STATED TASK
Write out the records below without any changes, from their first line through the line containing "Coordinates are whole".

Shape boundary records
++++

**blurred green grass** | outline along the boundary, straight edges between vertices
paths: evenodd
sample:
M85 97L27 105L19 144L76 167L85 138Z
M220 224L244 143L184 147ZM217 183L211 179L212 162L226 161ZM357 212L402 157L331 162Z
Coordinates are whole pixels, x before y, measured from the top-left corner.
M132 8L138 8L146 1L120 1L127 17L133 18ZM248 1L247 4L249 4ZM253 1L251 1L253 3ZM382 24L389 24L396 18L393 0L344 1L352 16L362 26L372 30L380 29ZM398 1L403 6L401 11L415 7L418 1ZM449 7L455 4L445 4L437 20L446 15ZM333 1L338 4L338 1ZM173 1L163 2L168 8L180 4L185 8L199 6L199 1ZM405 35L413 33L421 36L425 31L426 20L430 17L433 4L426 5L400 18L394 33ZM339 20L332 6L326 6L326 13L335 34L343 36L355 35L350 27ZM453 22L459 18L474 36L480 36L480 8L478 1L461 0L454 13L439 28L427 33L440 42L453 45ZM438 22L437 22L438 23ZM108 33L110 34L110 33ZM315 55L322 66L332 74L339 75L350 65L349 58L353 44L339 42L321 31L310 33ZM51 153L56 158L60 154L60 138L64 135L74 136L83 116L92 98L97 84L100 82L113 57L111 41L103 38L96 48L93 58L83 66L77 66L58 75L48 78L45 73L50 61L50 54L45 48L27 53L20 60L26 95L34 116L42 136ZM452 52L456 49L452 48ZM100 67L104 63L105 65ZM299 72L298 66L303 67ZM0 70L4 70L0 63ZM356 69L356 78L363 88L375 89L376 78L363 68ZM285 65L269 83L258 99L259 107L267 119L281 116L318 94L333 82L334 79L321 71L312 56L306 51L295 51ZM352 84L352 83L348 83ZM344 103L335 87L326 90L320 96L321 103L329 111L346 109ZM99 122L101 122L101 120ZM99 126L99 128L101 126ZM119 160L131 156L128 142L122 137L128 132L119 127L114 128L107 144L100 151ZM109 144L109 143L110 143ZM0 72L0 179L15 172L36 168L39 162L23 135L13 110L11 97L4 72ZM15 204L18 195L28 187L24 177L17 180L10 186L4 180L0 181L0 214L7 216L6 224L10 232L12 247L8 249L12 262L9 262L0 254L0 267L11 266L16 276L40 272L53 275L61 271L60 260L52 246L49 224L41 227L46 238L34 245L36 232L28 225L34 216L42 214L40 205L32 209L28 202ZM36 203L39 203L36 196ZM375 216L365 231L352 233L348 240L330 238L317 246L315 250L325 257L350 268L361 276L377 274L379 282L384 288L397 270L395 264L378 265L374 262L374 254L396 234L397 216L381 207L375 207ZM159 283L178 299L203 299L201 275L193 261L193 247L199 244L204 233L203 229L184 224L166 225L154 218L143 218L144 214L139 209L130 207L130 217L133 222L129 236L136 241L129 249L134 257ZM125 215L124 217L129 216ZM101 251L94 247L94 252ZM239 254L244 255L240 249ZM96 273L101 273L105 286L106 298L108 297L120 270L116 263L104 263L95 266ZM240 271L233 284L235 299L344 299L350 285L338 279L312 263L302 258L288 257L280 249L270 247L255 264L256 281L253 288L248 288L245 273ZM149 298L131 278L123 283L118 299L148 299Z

++++

FULL SOLUTION
**blurred green grass** | outline along the boundary, straight edges between vertices
paths: evenodd
sample:
M85 97L27 105L19 144L76 167L85 138Z
M220 224L244 143L184 147ZM217 183L211 179L212 162L226 161ZM357 212L402 157L331 162Z
Coordinates are whole pixels, x before y, measured from the top-left corner.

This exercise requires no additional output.